### Extrait fourni
Le vivant, ce ne sont pas seulement les faits, nos corps, la biologie. Ce sont aussi, peut-être d’abord, des expériences, subjectives, vitales, parfois mortelles, qu’il faut entendre, méditer, qui passent par la parole et la pensée. On en parle ce soir avec Valérie Zenatti, écrivaine et traductrice.
- Valérie Zenatti Autrice, traductrice - interprète et scénariste pour le cinéma
La vie d’Aharon Appelfeld : que veut dire cette expression ? Les événements vécus par lui : sa naissance en 1932, les épreuves terribles de la guerre, sa découverte d’une autre langue où il écrivit son oeuvre, sa mort il y a un an ? Oui, bien sûr. Mais que veut dire ici « vécu par lui », que veut dire vivre tout cela ?
La vie, c’est aussi celui qui la vit et qui ainsi l’ouvre sur tous les autres. Secret de cette oeuvre si profondément claire. Valérie Zenatti inscrit Aharon Appelfeld Dans le faisceau des vivants, elle reprend dans ce livre le flambeau ou le fil, la lumière et le lien. Son livre reprend dans son écriture et sa vie à elle ce qu’elle lisait et traduisait dans sa vie et son écriture à lui. Elle nous éclaire ainsi sur leurs deux vies et sur les nôtres, ce qui nous permet de vivre nos vies.
Valérie Zenatti est écrivaine, scénariste et traductrice. Elle a, à ce jour, traduit onze romans d'Aharon Appelfeld.
Je pense qu’il y a dans Histoire d’une vie d’Aharon Appelfeld ce qui était figé dans la mémoire, et il y a la vie insufflée par le récit et par la langue même qui a permis de raconter cette histoire-là.
Quand on rencontrait Appelfeld, on avait conscience qu’on voyait quelqu’un qui était si profondément relié à sa propre vie qu’il offrait un miroir d’une clarté et d’une sensibilité absolue. Et toute personne qui le rencontrait avait aussi l’impression de se rencontrer elle-même.

### Données affichées
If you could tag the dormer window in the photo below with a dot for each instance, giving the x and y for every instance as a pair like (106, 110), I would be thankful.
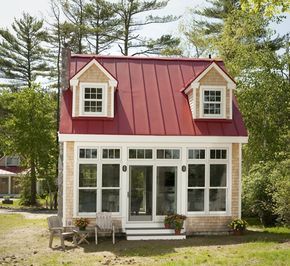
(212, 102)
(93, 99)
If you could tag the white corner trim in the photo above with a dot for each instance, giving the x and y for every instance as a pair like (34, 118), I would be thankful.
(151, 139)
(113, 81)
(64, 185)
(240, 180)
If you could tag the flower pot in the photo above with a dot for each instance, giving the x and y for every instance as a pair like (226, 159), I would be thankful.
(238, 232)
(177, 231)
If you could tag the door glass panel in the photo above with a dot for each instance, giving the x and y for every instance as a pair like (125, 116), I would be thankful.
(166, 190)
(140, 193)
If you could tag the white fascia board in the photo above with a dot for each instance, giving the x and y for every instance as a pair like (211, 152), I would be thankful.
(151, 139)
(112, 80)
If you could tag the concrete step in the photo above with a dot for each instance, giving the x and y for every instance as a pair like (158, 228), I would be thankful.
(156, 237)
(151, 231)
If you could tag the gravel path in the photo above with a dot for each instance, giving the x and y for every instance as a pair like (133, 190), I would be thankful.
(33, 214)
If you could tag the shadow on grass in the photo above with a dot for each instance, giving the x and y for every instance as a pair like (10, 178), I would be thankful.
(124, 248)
...
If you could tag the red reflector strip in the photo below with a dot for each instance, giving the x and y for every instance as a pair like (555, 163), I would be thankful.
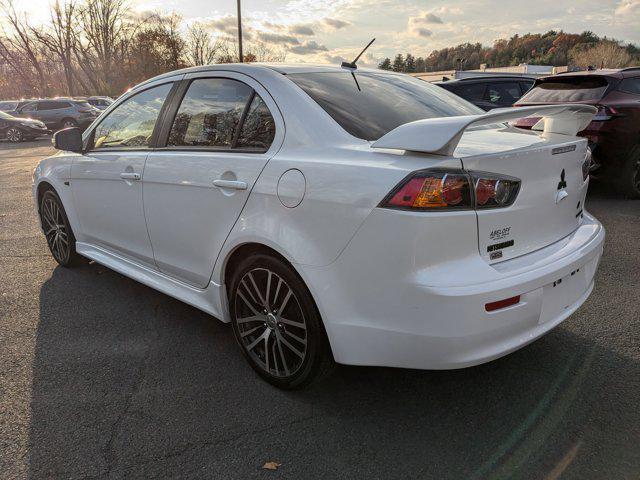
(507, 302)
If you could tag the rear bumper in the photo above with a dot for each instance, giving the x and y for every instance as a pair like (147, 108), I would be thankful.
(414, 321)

### Consigne A
D'après l'extrait fourni, combien de romans d'Aharon Appelfeld Valérie Zenatti a-t-elle traduits ?
### Consigne B
Reproduisez à l'identique le passage de l'extrait fourni qui débute aux mots « Le vivant, ce » et se termine après les mots « écrivaine et traductrice. ».
### Consigne C
Poursuivez le texte consacré à Valérie Zenatti et à Aharon Appelfeld en reprenant après sa dernière phrase.

### Réponse A
Elle a traduit onze romans d'Aharon Appelfeld.

### Réponse B
Le vivant, ce ne sont pas seulement les faits, nos corps, la biologie. Ce sont aussi, peut-être d’abord, des expériences, subjectives, vitales, parfois mortelles, qu’il faut entendre, méditer, qui passent par la parole et la pensée. On en parle ce soir avec Valérie Zenatti, écrivaine et traductrice.

### Réponse C
En des dizaines d’années, je ne l’ai jamais vu distrait ou inattentif.
Il avait conscience que la vie, si on ne cherche pas à lui trouver au moins un sens, c’est un chaos. Aharon Appelfeld cherchait à remettre de l’ordre là où il n’y en avait pas.
Après la mort d'Aharon Appelfeld, j’entendais constamment sa voix en moi. Un jour quelqu’un m’a dit « c’est normal : quand on est la voix de quelqu’un dans une langue, c’est normal de l’entendre ». Quand je ne l’entendais pas résonner, j’allais la chercher. J’avais l’impression que je devais écouter ce qui se passait en moi. Comment sa disparition résonnait et qu’est-ce qu’elle convoquait de l’ébranlement magnifique qu’avait été la rencontre avec lui ?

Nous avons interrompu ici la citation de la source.